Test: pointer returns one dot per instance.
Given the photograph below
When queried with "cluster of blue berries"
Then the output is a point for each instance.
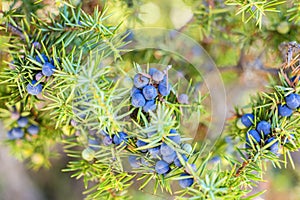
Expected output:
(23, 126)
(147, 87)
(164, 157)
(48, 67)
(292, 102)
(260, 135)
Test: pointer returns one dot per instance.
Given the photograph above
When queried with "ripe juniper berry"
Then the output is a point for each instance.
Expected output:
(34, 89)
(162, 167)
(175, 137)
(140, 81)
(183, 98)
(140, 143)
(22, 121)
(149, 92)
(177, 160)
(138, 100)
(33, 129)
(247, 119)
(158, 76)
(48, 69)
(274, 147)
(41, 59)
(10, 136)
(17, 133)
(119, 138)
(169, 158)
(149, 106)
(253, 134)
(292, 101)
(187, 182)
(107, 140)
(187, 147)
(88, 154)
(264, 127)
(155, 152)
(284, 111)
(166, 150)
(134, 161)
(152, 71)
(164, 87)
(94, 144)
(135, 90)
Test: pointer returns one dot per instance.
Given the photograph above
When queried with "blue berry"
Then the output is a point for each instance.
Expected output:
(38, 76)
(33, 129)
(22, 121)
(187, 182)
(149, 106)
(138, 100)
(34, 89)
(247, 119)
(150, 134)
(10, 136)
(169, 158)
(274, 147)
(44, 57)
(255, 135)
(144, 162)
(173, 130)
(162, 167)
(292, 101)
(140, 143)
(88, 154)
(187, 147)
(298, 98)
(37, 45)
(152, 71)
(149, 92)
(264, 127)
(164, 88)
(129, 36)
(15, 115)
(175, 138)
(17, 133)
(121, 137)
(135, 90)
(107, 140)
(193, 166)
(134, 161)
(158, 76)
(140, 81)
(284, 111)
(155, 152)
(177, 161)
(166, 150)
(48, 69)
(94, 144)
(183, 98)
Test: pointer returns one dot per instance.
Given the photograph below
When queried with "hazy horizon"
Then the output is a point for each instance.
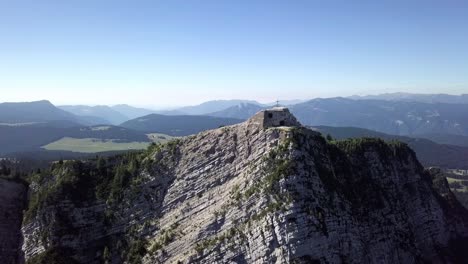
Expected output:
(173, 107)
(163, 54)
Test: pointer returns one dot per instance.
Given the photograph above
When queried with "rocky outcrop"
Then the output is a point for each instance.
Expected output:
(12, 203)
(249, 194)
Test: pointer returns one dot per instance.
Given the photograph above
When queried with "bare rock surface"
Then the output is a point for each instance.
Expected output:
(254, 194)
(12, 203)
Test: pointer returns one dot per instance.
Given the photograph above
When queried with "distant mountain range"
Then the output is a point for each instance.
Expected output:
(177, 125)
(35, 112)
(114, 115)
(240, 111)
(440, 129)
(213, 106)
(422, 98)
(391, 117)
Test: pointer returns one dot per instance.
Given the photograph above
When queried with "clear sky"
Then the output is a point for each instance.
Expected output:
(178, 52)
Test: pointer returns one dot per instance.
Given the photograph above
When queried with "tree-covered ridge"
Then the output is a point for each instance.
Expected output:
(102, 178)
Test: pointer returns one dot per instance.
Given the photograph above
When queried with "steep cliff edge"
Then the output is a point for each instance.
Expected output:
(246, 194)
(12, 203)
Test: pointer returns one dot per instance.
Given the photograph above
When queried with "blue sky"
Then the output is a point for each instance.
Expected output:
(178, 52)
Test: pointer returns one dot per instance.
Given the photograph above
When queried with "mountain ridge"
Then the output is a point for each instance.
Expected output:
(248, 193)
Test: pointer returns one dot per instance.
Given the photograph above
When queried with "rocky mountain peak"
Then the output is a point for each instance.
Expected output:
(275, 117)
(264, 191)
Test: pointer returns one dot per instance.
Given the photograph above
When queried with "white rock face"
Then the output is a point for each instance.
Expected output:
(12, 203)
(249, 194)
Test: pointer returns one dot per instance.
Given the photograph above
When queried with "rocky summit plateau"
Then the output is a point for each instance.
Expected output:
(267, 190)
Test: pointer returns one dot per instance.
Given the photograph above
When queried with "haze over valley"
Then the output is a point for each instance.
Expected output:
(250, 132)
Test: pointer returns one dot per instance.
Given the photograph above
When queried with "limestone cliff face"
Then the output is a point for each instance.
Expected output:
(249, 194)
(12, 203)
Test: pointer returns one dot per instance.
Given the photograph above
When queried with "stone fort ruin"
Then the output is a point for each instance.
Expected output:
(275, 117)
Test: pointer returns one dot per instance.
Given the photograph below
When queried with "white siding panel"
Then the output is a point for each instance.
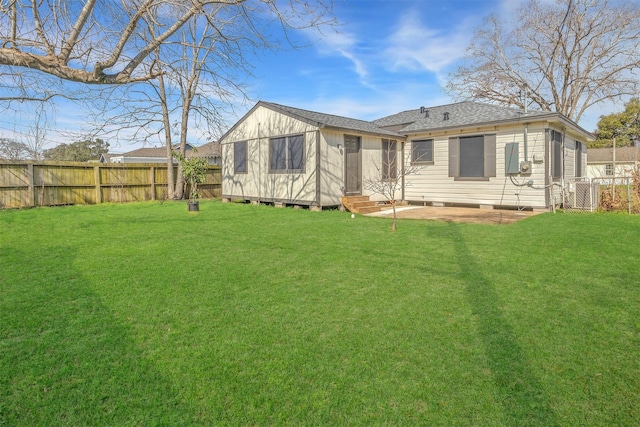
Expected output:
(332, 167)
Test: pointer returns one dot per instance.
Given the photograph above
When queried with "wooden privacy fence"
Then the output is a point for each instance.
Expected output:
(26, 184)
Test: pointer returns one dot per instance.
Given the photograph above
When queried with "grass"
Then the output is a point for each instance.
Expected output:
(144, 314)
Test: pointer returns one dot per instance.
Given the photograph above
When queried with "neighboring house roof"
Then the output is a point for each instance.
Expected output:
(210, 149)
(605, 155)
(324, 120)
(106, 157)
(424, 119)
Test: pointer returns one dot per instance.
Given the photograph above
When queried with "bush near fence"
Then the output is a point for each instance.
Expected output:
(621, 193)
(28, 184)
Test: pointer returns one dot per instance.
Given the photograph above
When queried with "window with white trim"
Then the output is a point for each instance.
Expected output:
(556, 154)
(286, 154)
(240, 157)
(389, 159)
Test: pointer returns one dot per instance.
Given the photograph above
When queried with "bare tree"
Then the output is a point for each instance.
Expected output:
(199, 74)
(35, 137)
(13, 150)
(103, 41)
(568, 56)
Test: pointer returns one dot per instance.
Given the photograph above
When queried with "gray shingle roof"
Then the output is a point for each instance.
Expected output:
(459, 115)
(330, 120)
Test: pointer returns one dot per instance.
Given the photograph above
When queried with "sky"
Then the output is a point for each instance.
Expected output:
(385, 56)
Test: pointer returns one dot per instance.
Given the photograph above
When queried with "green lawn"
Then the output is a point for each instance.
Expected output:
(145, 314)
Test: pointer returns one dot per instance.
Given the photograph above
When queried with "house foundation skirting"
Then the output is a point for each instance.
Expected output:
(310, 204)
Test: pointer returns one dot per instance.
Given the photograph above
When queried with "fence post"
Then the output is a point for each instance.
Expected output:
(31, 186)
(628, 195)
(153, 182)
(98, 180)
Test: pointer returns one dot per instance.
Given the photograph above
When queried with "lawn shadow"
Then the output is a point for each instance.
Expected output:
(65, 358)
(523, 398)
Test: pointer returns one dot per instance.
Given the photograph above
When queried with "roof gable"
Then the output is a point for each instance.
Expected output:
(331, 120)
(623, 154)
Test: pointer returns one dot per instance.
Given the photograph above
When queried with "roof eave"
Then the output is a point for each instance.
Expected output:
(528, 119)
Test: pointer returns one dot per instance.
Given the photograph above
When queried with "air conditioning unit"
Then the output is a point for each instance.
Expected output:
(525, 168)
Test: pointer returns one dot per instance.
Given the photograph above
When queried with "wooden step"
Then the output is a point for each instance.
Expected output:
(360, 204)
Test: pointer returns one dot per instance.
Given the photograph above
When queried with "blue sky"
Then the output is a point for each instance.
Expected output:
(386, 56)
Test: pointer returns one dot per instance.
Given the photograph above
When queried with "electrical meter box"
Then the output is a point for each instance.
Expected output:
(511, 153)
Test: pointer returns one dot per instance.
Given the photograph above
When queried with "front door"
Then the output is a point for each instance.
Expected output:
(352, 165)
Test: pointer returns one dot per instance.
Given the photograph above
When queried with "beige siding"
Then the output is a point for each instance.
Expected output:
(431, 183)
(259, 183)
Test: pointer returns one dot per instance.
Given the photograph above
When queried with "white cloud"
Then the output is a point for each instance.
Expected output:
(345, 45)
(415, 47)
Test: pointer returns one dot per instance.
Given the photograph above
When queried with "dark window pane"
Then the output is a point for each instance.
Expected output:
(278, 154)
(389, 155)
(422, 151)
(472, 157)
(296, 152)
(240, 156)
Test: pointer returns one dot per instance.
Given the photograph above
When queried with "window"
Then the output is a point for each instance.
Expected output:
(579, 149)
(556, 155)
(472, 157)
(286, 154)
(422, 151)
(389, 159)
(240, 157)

--------------------

# [Exercise requirements]
Which lines in the items above contain the string "mountain", with case counting? List each of those lines in full.

# [Response]
When queried with "distant mountain range"
When queried with "mountain ridge"
When queried with "rocky mountain peak"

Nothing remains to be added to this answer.